Given problem 1:
According to the Food Waste Friday post, in what month and year did the writer get fed up with wasting food?
Given problem 2:
Count the lines in the rows below that contain the word "black". Reply with the number only.

[Start of Passage shown]

Food Waste Friday | And thank you.
Every week, I post a picture of the food that has gone bad over the last seven days. Why do I do this? Because in March of 2008, I finally got fed up with the amount of food I was wasting, and I thought that showing my waste to other people would motivate me to use up my food instead of wasting it. Because this often embarrassing practice was so helpful for me, I invited other bloggers to join me in posting their food waste photos, and Food Waste Friday was born.
I responded to quite a few of the comments you dear people left on yesterday's post, but I wanted to say thank you here as well, in case you guys don't visit and revisit the comments section (that's probably wise because you could waste a lot of time that way!).
Though the point of that post was to trot out what I've written about my imperfections (because I truly, truly don't want to be all fake and perfect-looking), I wanted to say thank you to all of you that reached out and encouraged me through comments and emails.

[End of Passage shown]
[Start of Recorded information]

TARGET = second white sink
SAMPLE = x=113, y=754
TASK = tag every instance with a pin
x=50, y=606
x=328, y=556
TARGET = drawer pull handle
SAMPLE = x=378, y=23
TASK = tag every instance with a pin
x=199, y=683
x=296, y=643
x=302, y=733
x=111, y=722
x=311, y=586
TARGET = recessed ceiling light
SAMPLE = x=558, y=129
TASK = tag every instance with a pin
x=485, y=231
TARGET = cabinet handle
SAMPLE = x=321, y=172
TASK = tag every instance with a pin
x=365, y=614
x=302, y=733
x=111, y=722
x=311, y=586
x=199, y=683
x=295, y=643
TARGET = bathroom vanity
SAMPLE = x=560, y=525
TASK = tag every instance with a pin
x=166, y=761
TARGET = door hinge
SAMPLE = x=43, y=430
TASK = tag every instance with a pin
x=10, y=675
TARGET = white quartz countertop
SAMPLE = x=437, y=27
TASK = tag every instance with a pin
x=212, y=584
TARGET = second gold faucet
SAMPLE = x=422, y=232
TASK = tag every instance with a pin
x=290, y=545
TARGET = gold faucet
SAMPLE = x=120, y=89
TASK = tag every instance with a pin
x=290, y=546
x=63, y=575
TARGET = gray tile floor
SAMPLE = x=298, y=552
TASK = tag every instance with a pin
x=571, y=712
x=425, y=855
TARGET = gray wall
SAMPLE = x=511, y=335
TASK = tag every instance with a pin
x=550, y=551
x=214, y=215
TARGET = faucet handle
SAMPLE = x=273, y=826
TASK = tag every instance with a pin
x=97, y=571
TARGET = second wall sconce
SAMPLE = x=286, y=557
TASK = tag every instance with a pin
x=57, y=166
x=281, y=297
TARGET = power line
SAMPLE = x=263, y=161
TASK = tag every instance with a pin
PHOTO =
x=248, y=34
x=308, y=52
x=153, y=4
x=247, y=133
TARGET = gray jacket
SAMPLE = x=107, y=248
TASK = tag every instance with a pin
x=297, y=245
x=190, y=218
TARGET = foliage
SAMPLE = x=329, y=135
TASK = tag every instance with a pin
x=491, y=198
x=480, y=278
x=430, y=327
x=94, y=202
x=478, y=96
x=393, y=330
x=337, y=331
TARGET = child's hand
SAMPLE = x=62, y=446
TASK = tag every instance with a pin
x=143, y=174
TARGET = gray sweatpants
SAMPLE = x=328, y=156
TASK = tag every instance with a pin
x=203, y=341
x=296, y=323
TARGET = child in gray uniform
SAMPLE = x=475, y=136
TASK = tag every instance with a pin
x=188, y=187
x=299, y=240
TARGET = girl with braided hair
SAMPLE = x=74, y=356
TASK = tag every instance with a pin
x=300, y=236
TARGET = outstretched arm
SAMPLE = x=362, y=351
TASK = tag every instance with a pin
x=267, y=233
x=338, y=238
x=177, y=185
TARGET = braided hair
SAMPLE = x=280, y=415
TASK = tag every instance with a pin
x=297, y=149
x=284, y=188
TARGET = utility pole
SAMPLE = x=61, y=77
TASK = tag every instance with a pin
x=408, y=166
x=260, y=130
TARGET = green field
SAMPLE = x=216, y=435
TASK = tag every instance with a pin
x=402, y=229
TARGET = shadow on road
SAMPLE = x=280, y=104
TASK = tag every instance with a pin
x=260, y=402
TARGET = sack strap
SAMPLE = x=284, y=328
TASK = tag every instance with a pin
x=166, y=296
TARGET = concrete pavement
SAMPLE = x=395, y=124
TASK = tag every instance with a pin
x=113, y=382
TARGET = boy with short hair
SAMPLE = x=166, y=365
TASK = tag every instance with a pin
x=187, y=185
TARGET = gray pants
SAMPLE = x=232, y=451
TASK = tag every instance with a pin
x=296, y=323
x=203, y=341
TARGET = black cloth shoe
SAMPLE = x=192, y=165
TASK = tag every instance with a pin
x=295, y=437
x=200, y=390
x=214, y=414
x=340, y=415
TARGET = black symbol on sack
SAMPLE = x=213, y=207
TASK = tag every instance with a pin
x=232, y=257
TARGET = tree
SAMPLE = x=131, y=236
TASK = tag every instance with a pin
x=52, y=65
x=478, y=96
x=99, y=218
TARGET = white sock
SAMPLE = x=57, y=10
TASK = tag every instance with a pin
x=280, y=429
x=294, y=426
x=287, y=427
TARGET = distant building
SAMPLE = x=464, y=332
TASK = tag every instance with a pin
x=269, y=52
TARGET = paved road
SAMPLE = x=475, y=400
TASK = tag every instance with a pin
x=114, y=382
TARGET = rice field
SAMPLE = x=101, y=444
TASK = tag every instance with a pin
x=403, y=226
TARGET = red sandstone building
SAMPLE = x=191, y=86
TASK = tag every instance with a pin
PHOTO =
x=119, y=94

[End of Recorded information]

Expected answer 1:
March of 2008.

Expected answer 2:
2